Below is a short piece I was asked to write for the Messenger masthead of newspapers – a suite of community papers that are distributed across South Australia each week, free to each mailbox. So it’s an excellent place to put forward some simple ideas about renewable energy and climate change and reach a broad audience (i.e. most SA households).
This column accompanied a survey showing that the vast majority of people who responded now support permanent water restrictions and many are already taking positive personal action towards reducing their own environmental footprint. Granted, such self-selecting surveys are likely to be biased towards those who care about such issues to begin with, but it’s encouraging nonetheless.
Now, I beg the indulgence of regular BNC readers, because much of this column is simply a reworking of ideas I’ve discussed (and harped on and belabored) in previous posts – but there are a few new ideas regarding the encouraging link between changing attitudes on water conservation in South Australia (we are currently in a deep and sustained drought) and what is possible for energy efficiency, GreenPower purchases, and support for large-scale renewables.
You’ve got to start somewhere…
Green Power Shift
THERE is no doubt that public opinion on an issue can swing quickly when evidence on the need for change stacks up.
Just think of the old truism “a week is a long time in politics”.
The current worldwide financial crisis is a good example of a situation where a huge problem seemed to suddenly hit global markets.
Yet the root causes of this crisis – poorly secured loans, risky investments and energy insecurity – were long in the making.
It also forced actions by federal governments, such as the part-nationalisation of banks, that would have seemed absurdly improbable to most people just a year or two ago.

#### [DATA SHOWN]
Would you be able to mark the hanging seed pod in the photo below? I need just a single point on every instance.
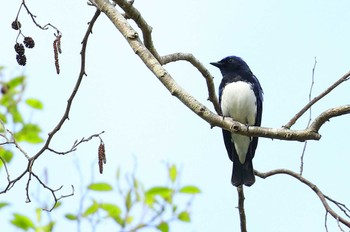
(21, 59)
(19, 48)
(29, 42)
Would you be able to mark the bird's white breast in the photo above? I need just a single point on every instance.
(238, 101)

==

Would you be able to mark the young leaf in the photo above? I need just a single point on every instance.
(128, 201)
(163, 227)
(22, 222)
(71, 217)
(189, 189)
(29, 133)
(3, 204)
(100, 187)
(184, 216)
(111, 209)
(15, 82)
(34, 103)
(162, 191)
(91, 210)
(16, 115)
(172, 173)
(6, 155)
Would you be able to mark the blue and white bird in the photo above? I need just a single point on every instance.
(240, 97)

---

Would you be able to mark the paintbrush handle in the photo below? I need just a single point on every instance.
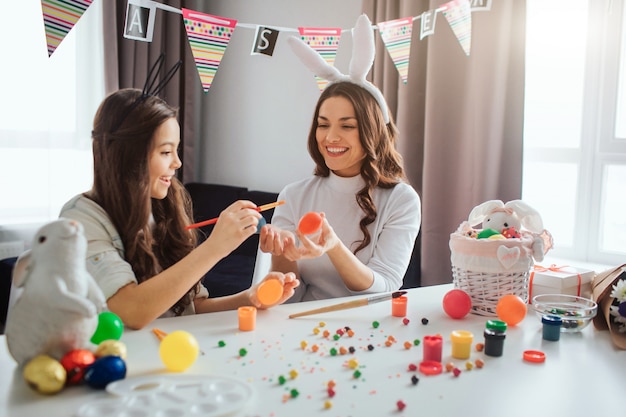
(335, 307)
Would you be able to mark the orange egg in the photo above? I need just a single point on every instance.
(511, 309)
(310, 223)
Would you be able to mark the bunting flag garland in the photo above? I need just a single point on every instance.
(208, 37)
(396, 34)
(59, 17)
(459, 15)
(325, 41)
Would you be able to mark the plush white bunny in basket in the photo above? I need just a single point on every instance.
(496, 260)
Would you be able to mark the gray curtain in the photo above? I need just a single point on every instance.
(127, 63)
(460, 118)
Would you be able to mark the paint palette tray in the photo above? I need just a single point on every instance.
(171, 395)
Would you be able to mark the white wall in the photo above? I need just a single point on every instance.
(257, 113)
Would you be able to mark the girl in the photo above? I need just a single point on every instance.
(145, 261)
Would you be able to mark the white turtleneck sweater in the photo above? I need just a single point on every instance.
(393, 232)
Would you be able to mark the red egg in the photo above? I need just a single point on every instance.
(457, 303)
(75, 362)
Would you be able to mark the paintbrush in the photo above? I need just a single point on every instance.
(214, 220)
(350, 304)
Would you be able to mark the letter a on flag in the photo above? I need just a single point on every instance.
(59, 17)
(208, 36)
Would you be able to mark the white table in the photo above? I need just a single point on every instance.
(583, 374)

#### [JOB]
Please carry on the renewable energy column, "Green Power Shift," from its last sentence.

#### [TASK ANSWER]
So, too, for environmental sustainability. The recent Messenger Community News survey, which elicited 1092 responses, reveals more than four out of every five respondents now want permanent water restrictions in South Australia.
Ninety-eight per cent use some form of environmentally-friendly practice in their gardens and 75 per cent use at least four different methods, such as drip irrigation, mulching, recycled water and drought-resistant plants.
A few years ago, this sort of community consensus on water conservation would have been unthinkable.
My hope is that the same will soon be true of renewable energy and energy conservation. Australia has the potential to be powered from solar, geothermal, wind and wave power and, indeed, to export this energy and know-how to the world.
We just need the collective motivation for change that will bring about a fast transformation.
The signs from the Messenger survey, in terms of the proportion of people now voluntarily investing in green power and energy efficiency measures, are really encouraging.
But we can’t afford to stall on climate change solutions.
If we wait too long, it will be too late and there will be no second chances.
So as a community, let’s decide to be proactive and switch from 20:20 hindsight to a clear and positive vision for our future.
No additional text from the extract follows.